From the records below, set down exactly the lines starting with the line that contains "[(454, 581), (496, 113)]" and going on through the line that contains "Target: tree line". Nothing else is wanted.

*Source information*.
*** Block opens ***

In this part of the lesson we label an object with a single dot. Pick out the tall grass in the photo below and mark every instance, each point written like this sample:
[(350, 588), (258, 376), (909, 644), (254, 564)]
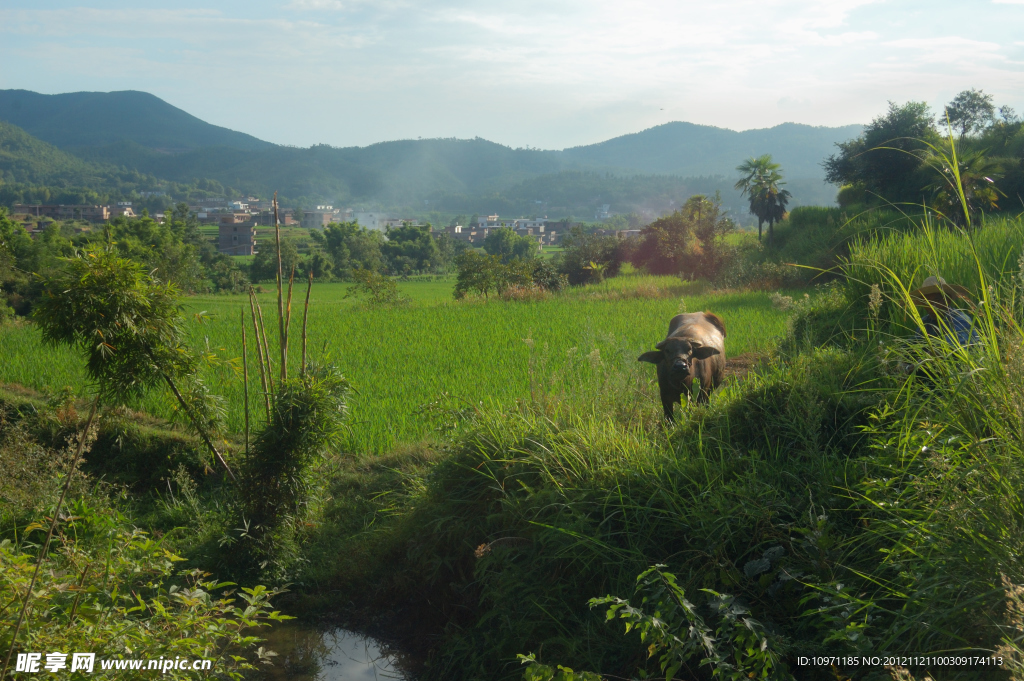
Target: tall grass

*** Block closes ***
*** Block opens ***

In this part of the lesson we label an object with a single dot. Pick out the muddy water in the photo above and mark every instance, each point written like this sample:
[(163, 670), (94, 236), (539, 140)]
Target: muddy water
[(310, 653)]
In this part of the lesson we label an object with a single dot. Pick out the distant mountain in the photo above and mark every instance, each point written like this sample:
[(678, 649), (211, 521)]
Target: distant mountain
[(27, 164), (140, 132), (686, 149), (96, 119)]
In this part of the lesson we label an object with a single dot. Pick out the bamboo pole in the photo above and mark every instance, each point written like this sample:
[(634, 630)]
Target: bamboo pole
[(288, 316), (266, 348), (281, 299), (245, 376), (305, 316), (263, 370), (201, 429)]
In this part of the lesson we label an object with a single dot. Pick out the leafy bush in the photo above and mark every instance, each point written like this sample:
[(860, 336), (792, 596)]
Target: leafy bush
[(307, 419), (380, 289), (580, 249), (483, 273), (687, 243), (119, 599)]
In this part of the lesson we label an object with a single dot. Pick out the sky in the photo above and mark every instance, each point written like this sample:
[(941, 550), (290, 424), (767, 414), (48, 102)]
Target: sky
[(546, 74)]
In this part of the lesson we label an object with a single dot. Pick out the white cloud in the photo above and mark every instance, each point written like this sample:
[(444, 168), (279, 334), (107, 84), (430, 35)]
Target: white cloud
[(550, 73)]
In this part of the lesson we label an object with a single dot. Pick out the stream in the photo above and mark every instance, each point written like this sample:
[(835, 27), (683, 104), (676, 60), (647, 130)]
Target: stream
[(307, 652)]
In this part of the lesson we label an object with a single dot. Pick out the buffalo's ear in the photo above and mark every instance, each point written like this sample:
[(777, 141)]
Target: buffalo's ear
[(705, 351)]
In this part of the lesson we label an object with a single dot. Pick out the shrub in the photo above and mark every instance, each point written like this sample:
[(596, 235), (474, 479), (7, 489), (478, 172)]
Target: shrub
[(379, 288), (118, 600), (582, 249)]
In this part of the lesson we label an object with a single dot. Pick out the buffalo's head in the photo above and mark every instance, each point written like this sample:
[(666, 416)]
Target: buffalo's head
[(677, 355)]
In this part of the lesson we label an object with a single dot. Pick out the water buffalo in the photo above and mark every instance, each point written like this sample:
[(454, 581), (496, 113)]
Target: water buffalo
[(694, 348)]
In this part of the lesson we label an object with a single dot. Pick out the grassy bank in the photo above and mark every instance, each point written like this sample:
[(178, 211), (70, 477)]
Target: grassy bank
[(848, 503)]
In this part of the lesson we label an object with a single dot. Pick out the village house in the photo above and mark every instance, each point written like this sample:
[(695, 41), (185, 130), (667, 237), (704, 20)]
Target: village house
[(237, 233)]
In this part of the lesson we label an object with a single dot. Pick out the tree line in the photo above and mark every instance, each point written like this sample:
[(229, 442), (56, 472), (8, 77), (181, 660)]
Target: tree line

*** Block closes ***

*Answer area*.
[(454, 581), (496, 113)]
Target: water buffalo
[(694, 348)]
In this part of the lesson we label an object with a single dot. Pick out the grassy bank in the photo above and mark every instance, each point written like this sample:
[(178, 211), (70, 477)]
Target: grassy bank
[(848, 503)]
In this part of the lesson we label an object with a single dot. Pick out the village house in the photo above and mark every instance, each point written like this sample:
[(695, 41), (185, 130), (667, 237), (704, 20)]
Target: village house
[(237, 233)]
In this part of the lesson we label an object with a single dot. Pick out the tree line in the photo above and mark every instance, each point written like this sample:
[(229, 442), (56, 472), (8, 77), (181, 660)]
Target: tree line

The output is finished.